Problem statement:
Reproduce each of the following records verbatim, keeping every line unchanged and in its original order.

----- Available data

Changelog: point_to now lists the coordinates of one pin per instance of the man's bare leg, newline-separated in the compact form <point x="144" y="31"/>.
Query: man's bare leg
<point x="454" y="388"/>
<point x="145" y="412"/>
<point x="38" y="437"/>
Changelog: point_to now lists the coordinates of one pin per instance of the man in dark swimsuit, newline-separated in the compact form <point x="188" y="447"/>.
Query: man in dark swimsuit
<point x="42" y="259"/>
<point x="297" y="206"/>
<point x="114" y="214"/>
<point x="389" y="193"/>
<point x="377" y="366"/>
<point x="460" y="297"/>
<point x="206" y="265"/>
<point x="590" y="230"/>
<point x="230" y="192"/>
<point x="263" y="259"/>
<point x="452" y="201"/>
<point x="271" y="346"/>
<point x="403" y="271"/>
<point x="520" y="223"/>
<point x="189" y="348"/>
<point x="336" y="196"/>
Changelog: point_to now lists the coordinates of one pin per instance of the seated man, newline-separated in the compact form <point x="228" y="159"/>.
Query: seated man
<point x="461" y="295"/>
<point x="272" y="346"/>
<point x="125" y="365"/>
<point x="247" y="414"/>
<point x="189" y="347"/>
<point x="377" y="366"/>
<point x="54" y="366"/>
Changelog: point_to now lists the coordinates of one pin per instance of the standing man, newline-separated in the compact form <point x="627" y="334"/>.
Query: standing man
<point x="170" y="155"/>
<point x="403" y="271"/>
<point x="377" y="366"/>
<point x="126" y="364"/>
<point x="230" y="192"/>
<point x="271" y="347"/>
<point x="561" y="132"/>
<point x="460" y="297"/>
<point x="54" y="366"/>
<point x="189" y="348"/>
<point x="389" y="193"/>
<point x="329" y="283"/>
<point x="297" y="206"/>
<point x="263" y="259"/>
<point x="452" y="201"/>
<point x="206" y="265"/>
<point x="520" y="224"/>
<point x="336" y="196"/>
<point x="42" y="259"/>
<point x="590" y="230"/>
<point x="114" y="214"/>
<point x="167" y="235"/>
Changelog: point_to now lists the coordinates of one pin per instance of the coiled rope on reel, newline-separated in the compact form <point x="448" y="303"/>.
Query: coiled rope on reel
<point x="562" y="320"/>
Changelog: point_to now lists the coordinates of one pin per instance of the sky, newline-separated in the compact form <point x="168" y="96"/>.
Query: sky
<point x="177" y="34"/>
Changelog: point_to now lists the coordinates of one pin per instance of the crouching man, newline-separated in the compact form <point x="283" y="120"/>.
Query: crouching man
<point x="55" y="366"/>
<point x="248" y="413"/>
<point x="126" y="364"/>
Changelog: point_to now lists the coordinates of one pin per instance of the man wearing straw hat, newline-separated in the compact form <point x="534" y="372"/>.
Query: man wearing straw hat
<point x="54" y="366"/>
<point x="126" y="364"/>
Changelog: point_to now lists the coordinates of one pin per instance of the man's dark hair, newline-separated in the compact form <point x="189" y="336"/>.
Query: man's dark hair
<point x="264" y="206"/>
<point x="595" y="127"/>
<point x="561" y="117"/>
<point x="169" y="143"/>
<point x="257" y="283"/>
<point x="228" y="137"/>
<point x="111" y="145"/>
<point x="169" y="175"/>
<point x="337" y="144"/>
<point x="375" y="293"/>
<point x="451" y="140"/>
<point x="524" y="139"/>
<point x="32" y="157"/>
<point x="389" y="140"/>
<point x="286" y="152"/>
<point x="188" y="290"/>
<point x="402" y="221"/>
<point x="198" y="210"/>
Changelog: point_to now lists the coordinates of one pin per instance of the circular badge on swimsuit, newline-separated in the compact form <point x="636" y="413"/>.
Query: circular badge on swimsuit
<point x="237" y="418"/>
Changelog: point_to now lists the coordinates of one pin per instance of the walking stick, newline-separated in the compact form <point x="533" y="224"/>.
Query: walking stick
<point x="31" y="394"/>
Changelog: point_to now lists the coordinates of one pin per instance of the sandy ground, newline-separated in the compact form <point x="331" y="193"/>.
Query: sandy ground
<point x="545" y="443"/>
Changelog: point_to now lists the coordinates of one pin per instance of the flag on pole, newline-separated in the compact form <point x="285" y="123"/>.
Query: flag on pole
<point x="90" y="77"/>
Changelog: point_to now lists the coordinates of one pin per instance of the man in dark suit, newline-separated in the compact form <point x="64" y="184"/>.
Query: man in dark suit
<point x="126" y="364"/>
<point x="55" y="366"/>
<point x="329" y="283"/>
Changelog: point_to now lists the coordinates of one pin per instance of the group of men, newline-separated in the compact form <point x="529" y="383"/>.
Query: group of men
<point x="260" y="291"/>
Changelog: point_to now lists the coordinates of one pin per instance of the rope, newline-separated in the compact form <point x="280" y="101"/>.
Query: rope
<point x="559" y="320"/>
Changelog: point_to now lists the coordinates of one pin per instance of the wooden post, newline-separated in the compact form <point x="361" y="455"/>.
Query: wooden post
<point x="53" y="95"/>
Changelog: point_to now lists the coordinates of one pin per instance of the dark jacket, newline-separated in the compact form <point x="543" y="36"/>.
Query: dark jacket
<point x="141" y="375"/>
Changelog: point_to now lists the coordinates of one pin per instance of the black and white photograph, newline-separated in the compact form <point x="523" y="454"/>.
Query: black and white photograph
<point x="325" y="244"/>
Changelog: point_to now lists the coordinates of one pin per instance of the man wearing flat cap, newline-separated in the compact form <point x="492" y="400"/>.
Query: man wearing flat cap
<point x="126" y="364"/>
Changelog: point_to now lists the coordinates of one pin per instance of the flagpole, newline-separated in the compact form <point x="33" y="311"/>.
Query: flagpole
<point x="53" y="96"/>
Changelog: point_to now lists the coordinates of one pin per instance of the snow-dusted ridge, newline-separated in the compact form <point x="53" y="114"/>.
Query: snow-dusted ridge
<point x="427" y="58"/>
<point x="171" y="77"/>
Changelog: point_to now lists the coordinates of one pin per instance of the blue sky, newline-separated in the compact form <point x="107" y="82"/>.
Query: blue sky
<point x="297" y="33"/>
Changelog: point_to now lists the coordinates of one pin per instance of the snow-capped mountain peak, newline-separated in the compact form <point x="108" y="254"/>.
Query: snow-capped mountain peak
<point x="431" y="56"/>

----------

Exercise response:
Changelog: point_to now lists the coordinates of one pin per instance of the man's bare leg, newline-separated in the compact form <point x="144" y="31"/>.
Query: man's bare leg
<point x="454" y="388"/>
<point x="145" y="412"/>
<point x="38" y="437"/>
Changelog: point_to now lists the coordinates of one pin per instance of the man in dark swimsuit, newline-separated in the compact form <point x="188" y="447"/>.
Query: man in dark swimsuit
<point x="42" y="259"/>
<point x="297" y="206"/>
<point x="114" y="214"/>
<point x="389" y="193"/>
<point x="377" y="366"/>
<point x="460" y="297"/>
<point x="206" y="265"/>
<point x="590" y="230"/>
<point x="230" y="192"/>
<point x="263" y="259"/>
<point x="452" y="201"/>
<point x="271" y="346"/>
<point x="403" y="271"/>
<point x="520" y="223"/>
<point x="189" y="348"/>
<point x="336" y="196"/>
Changelog: point_to now lists the coordinates of one pin per instance of the seated man, newline-separated in the compact form <point x="228" y="159"/>.
Query: seated man
<point x="461" y="295"/>
<point x="272" y="346"/>
<point x="125" y="365"/>
<point x="247" y="414"/>
<point x="189" y="347"/>
<point x="377" y="366"/>
<point x="54" y="366"/>
Changelog: point_to now lists the coordinates of one pin per instance of the standing man, newline-separated in the compact form <point x="627" y="334"/>.
Query: standing man
<point x="170" y="155"/>
<point x="403" y="271"/>
<point x="377" y="366"/>
<point x="126" y="364"/>
<point x="230" y="192"/>
<point x="271" y="347"/>
<point x="561" y="132"/>
<point x="460" y="297"/>
<point x="54" y="366"/>
<point x="189" y="348"/>
<point x="389" y="193"/>
<point x="329" y="283"/>
<point x="297" y="206"/>
<point x="263" y="259"/>
<point x="452" y="201"/>
<point x="206" y="265"/>
<point x="520" y="224"/>
<point x="336" y="196"/>
<point x="42" y="259"/>
<point x="590" y="230"/>
<point x="114" y="214"/>
<point x="167" y="235"/>
Changelog: point_to now lists the coordinates of one pin per instance of the coiled rope on reel, newline-separated in the compact form <point x="448" y="303"/>.
Query: coiled rope on reel
<point x="562" y="320"/>
Changelog: point_to now lists the coordinates of one pin per instance of the sky, newline-separated in the compact form <point x="168" y="96"/>.
Query: sky
<point x="177" y="34"/>
Changelog: point_to now lists the coordinates of one pin per instance of the crouching man, newline-separated in the compact form <point x="283" y="120"/>.
Query: crouching man
<point x="55" y="366"/>
<point x="248" y="413"/>
<point x="126" y="364"/>
Changelog: point_to now lists the coordinates of one pin per instance of the man wearing straw hat, newline-separated in the compact form <point x="534" y="372"/>.
Query: man wearing straw hat
<point x="54" y="366"/>
<point x="126" y="364"/>
Changelog: point_to now lists the coordinates of one pin per instance of the man's dark hair, newline-separated in the compact form <point x="189" y="336"/>.
Query: man's dark hair
<point x="264" y="206"/>
<point x="595" y="127"/>
<point x="561" y="117"/>
<point x="169" y="143"/>
<point x="257" y="283"/>
<point x="228" y="137"/>
<point x="111" y="145"/>
<point x="169" y="175"/>
<point x="337" y="144"/>
<point x="375" y="293"/>
<point x="451" y="140"/>
<point x="524" y="139"/>
<point x="32" y="157"/>
<point x="389" y="140"/>
<point x="286" y="152"/>
<point x="188" y="290"/>
<point x="402" y="221"/>
<point x="198" y="210"/>
Changelog: point_to now lists the coordinates of one pin per instance of the circular badge on swimsuit, newline-separated in the compact form <point x="636" y="413"/>.
Query: circular badge on swimsuit
<point x="237" y="418"/>
Changelog: point_to now lists the coordinates of one pin per instance of the walking stick, newline-separated in the compact form <point x="533" y="224"/>.
Query: walking stick
<point x="31" y="394"/>
Changelog: point_to now lists the coordinates of one pin per instance of the sandy ground, newline-separated in the compact form <point x="331" y="193"/>.
Query: sandy ground
<point x="545" y="443"/>
Changelog: point_to now lists the coordinates of one pin per instance of the flag on pole, newline-separated in the compact form <point x="285" y="123"/>.
Query: flag on pole
<point x="90" y="77"/>
Changelog: point_to now lists the coordinates of one pin per instance of the man in dark suit, newline-separated in the compact form <point x="64" y="184"/>.
Query: man in dark suit
<point x="126" y="364"/>
<point x="55" y="366"/>
<point x="329" y="283"/>
Changelog: point_to now lists the coordinates of one pin per instance of the group of men, newline-separated in the compact form <point x="529" y="383"/>.
Query: group of men
<point x="260" y="291"/>
Changelog: point_to now lists the coordinates of one pin per instance of the rope, newline-separated in the compact form <point x="280" y="101"/>.
Query: rope
<point x="559" y="320"/>
Changelog: point_to now lists the coordinates of one pin per instance of the wooden post, newline-separated in the compact form <point x="361" y="455"/>.
Query: wooden post
<point x="53" y="95"/>
Changelog: point_to now lists the coordinates of one pin per instance of the dark jacket, newline-separated in the compact form <point x="543" y="36"/>.
Query: dark jacket
<point x="141" y="375"/>
Changelog: point_to now lists the coordinates of one pin per instance of the black and white photograph, newline-separated in the compact form <point x="523" y="454"/>.
Query: black and white photograph
<point x="325" y="244"/>
Changelog: point_to now lists the coordinates of one pin per instance of the man wearing flat cap, newline-separated in the compact form <point x="492" y="400"/>.
Query: man wearing flat cap
<point x="126" y="364"/>
Changelog: point_to now lists the coordinates of one pin per instance of the flagpole, newline-separated in the compact form <point x="33" y="311"/>.
Query: flagpole
<point x="53" y="96"/>
Changelog: point_to now lists the coordinates of one pin per instance of the snow-dusted ridge, newline-separated in the compact form <point x="53" y="114"/>.
Query: snow-dusted ridge
<point x="427" y="58"/>
<point x="171" y="77"/>
Changelog: point_to now lists the coordinates of one pin per instance of the blue sky, newline-separated in the compact form <point x="107" y="82"/>.
Query: blue sky
<point x="297" y="33"/>
Changelog: point_to now lists the coordinates of one pin per instance of the snow-capped mountain peak, newline-separated in the compact form <point x="108" y="254"/>.
Query: snow-capped mountain peak
<point x="431" y="56"/>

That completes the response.